- THE PROBLEM: Take down each entry exactly as written.

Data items
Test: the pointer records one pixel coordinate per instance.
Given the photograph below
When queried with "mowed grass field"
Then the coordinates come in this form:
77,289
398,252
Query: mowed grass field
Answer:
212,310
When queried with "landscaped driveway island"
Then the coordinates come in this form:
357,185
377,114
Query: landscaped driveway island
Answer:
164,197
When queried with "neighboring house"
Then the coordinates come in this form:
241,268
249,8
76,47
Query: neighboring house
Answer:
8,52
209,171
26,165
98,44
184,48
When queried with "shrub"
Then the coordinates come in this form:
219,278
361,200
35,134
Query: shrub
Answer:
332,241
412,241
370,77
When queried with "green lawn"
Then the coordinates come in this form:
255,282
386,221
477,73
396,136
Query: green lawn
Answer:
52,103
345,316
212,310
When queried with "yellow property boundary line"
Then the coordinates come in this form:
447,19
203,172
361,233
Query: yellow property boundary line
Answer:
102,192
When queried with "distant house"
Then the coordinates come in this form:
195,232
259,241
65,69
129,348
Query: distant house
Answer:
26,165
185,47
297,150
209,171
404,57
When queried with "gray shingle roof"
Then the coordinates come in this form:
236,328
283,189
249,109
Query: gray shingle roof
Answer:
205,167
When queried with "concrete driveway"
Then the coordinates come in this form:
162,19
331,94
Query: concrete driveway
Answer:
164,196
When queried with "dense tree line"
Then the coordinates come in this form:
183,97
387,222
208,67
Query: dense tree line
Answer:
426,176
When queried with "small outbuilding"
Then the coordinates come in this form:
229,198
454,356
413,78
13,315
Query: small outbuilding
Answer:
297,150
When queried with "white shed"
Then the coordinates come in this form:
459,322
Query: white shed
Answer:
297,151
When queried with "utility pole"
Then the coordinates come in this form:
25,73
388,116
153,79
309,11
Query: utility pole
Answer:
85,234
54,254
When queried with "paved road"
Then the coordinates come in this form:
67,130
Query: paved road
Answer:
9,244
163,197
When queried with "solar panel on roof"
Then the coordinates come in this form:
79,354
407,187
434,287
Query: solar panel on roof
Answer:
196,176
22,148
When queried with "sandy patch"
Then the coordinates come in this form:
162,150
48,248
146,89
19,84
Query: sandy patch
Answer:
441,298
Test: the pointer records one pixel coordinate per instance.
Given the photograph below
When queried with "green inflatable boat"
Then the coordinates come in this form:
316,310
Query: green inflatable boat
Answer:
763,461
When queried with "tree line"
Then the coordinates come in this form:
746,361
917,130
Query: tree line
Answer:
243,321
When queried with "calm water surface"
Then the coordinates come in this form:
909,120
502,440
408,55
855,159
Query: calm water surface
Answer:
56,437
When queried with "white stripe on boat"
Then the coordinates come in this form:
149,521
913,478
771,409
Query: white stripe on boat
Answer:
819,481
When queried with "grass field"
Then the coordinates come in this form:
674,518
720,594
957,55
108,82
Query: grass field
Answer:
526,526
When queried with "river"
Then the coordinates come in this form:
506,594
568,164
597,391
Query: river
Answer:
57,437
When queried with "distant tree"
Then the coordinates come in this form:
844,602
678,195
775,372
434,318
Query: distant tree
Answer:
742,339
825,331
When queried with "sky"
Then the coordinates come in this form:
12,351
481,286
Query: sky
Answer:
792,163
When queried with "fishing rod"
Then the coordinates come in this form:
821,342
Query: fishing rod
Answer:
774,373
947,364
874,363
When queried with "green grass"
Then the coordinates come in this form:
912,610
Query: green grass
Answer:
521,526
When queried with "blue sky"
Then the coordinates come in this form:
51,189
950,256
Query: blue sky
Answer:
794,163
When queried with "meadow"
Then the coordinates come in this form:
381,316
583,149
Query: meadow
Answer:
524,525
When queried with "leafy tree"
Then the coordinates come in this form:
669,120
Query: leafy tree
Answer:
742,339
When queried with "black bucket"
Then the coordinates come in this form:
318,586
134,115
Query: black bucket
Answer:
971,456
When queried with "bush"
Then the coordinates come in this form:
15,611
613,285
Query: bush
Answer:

- COMPLETE ANSWER:
Test: the pointer records one pixel coordinate per instance.
Given the photograph below
When queried with "mowed grass field"
Then the coordinates come in this form:
77,289
398,252
Query: mowed grass field
Answer:
212,310
When queried with "landscaped driveway island"
Then the coordinates come in this form:
357,185
377,114
Query: landscaped driveway island
Answer:
164,197
When queried with "neighboring house"
Then the coordinates come in this form:
241,268
249,8
76,47
Query: neighboring house
Answer:
8,52
209,171
26,165
98,44
184,48
When queried with "shrub"
Then the coordinates come in this form:
219,278
361,200
35,134
Query: shrub
Answer:
332,241
412,241
370,77
When queried with "green lawn"
Then the coordinates come in this form:
255,282
386,221
477,73
396,136
Query: green lawn
Answer:
52,103
345,316
212,310
When queried with "yellow property boundary line"
Then the coordinates come in this form:
447,19
203,172
361,233
Query: yellow property boundary line
Answer:
102,192
When queried with "distant house"
Then the coordinates come in this form:
195,232
259,241
65,69
129,348
Query: distant house
Answer:
26,165
185,47
297,150
209,171
404,57
When queried with "gray shingle roof"
Then the coordinates come in this form:
236,328
283,189
249,109
Query: gray shingle roof
Answer:
205,167
When queried with "concrete driveway"
Then the coordinates come in this form:
162,19
331,94
Query: concrete driveway
Answer:
164,196
When queried with "dense tree line"
Then the coordinates come in this form:
183,97
387,222
208,67
Query: dense tree line
Answer:
426,176
When queried with "small outbuilding"
Then the coordinates come in this form:
229,198
454,356
413,78
13,315
Query: small outbuilding
Answer:
297,150
When queried with "white shed"
Then the coordinates come in this form:
459,322
Query: white shed
Answer:
297,151
When queried with "utility pole"
Then the coordinates come in this form:
25,73
388,116
153,79
309,11
Query: utility pole
Answer:
85,234
54,254
When queried with "paved road"
Then the coordinates come in this form:
67,130
Query: paved road
Answer:
9,244
163,197
When queried with "solar panel on roof"
Then the coordinates come in this form:
79,354
407,187
434,287
Query: solar panel on roof
Answer:
196,176
22,148
When queried with "sandy patch"
Then the coordinates come in this form:
162,150
48,248
146,89
19,84
Query: sandy patch
Answer:
441,298
Test: the pointer records one pixel coordinate per instance.
Given the photograph below
When queried with "green inflatable boat"
Then the coordinates come in this form:
316,310
Query: green inflatable boat
Answer:
763,461
When queried with "tree line"
Then the coordinates come in this form:
746,361
917,130
Query: tree line
Answer:
243,321
When queried with "calm water surface"
Then the coordinates come in this form:
909,120
502,440
408,55
855,159
Query: calm water surface
Answer:
56,437
When queried with "white stripe on boat"
Then the coordinates come in this form:
149,521
913,478
771,409
Query: white stripe on boat
Answer:
819,481
When queried with "grass field"
Then the coordinates come in this form:
674,518
720,594
957,55
108,82
Query: grass field
Answer:
526,526
When queried with "river"
Then the coordinates come in this form:
506,594
568,164
597,391
Query: river
Answer:
57,437
When queried with "distant tree"
Then the coordinates come in this form:
844,602
678,195
775,372
434,318
Query: distant tree
Answer:
742,339
825,331
When queried with "sky"
Then the coordinates come in this form:
12,351
481,286
Query: sky
Answer:
792,163
When queried with "fishing rod"
Then the coordinates come in this form:
821,342
Query: fishing rod
Answer:
774,373
947,364
874,363
When queried with "green grass"
Then the coordinates come in this form:
912,610
Query: green grass
Answer:
521,526
When queried with "blue sky"
Then the coordinates come in this form:
51,189
950,256
Query: blue sky
Answer:
794,163
When queried with "meadow"
Then the coordinates come in this form:
381,316
583,149
Query: meadow
Answer:
524,525
When queried with "leafy tree"
Then the coordinates come in this form:
669,120
Query: leafy tree
Answer:
742,339
When queried with "black bucket"
Then the coordinates come in this form:
318,586
134,115
Query: black bucket
Answer:
971,456
When queried with "bush"
Then the coordinates come in this form:
15,611
613,285
Query: bush
Answer:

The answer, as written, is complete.